Dataset records
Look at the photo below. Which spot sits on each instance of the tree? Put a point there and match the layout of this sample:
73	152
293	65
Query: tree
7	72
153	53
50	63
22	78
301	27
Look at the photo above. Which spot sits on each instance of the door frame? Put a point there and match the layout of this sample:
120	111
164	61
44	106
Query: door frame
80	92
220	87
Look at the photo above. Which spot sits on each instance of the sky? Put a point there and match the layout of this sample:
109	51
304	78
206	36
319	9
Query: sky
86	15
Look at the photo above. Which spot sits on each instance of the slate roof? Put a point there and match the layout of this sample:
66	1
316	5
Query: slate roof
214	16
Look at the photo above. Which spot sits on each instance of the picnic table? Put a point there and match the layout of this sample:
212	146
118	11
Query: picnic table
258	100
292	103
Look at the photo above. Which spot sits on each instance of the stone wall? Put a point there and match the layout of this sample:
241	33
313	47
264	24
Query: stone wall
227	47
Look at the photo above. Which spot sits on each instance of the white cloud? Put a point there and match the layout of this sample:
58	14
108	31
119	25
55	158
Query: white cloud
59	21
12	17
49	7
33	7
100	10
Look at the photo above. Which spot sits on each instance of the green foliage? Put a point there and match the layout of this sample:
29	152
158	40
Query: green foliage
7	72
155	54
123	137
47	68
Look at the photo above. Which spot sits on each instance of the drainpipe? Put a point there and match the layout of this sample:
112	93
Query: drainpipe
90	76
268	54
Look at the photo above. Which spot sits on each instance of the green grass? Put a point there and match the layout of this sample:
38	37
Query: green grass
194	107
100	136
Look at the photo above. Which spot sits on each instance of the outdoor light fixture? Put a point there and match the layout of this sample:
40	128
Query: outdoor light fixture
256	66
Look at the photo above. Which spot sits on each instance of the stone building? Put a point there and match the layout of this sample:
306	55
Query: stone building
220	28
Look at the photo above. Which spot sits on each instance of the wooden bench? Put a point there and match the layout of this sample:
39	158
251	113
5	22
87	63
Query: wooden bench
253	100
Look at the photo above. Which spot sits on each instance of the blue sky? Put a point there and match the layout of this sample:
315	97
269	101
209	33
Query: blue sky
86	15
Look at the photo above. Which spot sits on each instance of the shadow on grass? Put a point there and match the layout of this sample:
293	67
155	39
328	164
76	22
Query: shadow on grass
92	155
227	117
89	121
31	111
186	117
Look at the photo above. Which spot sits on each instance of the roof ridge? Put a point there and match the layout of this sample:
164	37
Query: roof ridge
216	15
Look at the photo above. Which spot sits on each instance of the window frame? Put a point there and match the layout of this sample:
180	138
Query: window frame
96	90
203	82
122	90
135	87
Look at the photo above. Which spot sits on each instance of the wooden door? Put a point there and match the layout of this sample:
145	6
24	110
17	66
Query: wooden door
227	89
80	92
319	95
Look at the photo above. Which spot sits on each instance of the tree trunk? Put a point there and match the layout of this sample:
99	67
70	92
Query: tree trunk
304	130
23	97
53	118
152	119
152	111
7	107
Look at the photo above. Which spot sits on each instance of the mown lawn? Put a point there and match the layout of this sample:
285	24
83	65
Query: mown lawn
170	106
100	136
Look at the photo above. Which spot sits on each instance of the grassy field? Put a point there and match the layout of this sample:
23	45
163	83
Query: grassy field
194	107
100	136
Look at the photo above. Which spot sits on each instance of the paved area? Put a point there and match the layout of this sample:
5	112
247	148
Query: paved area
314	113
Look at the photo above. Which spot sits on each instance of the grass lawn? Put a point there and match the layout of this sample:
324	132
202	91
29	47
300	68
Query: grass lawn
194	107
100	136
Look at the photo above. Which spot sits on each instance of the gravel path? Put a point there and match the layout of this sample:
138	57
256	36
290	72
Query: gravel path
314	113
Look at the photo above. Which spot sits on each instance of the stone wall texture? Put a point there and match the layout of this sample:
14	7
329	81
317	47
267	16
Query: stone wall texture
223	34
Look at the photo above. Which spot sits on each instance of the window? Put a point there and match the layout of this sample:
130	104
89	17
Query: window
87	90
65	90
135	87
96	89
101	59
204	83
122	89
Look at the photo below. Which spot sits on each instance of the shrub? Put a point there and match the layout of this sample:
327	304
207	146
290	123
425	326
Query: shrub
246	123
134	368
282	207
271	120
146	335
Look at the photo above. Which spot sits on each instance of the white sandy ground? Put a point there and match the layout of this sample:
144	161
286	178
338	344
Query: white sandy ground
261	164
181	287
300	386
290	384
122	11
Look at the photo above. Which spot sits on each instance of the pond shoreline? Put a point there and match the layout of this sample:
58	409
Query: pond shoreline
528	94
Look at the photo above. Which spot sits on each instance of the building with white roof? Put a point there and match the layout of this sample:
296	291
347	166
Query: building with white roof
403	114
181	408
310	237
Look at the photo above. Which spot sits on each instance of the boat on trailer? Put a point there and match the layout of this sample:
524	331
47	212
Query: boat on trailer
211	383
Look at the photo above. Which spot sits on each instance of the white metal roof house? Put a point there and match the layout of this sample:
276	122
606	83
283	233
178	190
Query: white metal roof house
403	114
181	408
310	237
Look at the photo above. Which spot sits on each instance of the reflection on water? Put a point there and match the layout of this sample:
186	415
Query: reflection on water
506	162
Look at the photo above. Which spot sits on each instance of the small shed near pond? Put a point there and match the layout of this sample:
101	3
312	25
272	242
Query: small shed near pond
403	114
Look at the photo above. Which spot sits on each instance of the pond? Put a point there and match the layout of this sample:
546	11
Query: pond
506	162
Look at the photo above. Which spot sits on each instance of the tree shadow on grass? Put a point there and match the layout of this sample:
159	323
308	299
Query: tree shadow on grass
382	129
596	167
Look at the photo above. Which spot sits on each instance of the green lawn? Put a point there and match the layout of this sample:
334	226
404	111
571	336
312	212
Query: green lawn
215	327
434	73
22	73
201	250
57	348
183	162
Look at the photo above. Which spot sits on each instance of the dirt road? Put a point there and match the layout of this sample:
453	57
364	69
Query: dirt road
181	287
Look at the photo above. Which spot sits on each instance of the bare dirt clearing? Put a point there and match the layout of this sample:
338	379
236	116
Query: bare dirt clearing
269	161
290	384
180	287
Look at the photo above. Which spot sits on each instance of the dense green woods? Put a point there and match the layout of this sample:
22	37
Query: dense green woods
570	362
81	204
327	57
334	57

Request
Your task is to return, exactly and on their own, the lines from the one containing "the green lawn?" through the last line of the listing.

Full response
Look at the photo above. Which spot sits on each instance of the green lawn? Put a point there and match the layout of this sample:
334	226
404	111
571	336
312	212
Query: green lawn
215	327
434	73
22	73
201	250
57	348
183	162
Look at the photo above. Which spot sits on each instance of the dirt road? Put a point there and match the layout of this sample:
453	57
364	69
Query: dirt road
181	287
Look at the photo above. Which spot sits on each instance of the bare dirt clearing? Put a point there and match the layout of this sample:
338	379
236	116
Query: bare dirt clearing
269	161
290	384
180	287
Look at the photo above. Which spot sits on each instance of the dense green woods? Put a point there and match the layout of this sample:
22	37
Query: dense green woods
570	362
81	204
327	57
334	57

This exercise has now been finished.